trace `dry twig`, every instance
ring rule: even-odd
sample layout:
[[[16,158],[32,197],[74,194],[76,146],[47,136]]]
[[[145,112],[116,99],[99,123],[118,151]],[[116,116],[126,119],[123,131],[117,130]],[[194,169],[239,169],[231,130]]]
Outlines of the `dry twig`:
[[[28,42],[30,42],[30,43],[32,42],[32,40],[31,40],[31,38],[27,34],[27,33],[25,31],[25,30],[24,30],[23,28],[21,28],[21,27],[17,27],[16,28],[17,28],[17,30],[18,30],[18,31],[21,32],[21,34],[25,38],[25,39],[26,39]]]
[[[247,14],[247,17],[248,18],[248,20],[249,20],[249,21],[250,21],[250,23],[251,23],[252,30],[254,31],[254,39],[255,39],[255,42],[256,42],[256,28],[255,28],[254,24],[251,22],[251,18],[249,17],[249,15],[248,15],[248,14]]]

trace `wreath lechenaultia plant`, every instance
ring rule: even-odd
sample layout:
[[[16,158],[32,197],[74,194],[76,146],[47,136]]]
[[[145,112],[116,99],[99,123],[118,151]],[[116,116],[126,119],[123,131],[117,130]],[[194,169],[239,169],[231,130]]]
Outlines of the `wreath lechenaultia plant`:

◇ ◇ ◇

* SET TASK: Copy out all of the rows above, replacing every "ring rule" with "fill rule" and leaving everything else unchanged.

* COMPLETED EXERCISE:
trace `dry twig`, every instance
fill rule: even-odd
sample layout:
[[[16,158],[32,197],[74,194],[76,146],[47,136]]]
[[[145,112],[116,99],[99,123],[118,151]],[[116,116],[126,119],[123,131],[117,130]],[[194,169],[239,169],[231,130]]]
Outlines of the `dry twig`:
[[[28,42],[30,42],[30,43],[32,42],[32,40],[31,40],[31,38],[27,34],[27,33],[25,31],[25,30],[24,30],[23,28],[21,28],[21,27],[17,27],[16,28],[17,28],[17,30],[18,30],[18,31],[21,32],[21,34],[25,38],[25,39],[26,39]]]
[[[247,14],[247,17],[248,18],[248,20],[249,20],[249,21],[250,21],[250,23],[251,23],[252,30],[254,31],[254,39],[255,39],[255,42],[256,42],[256,28],[255,28],[254,24],[251,22],[251,18],[249,17],[249,15],[248,15],[248,14]]]

trace `wreath lechenaultia plant`, every instance
fill rule: even-odd
sample layout:
[[[16,158],[32,197],[74,194],[76,146],[47,136]]]
[[[145,112],[116,99],[99,123],[118,151]],[[116,116],[126,119],[123,131],[117,130]],[[194,169],[239,169],[231,130]]]
Outlines of the `wreath lechenaultia plant`:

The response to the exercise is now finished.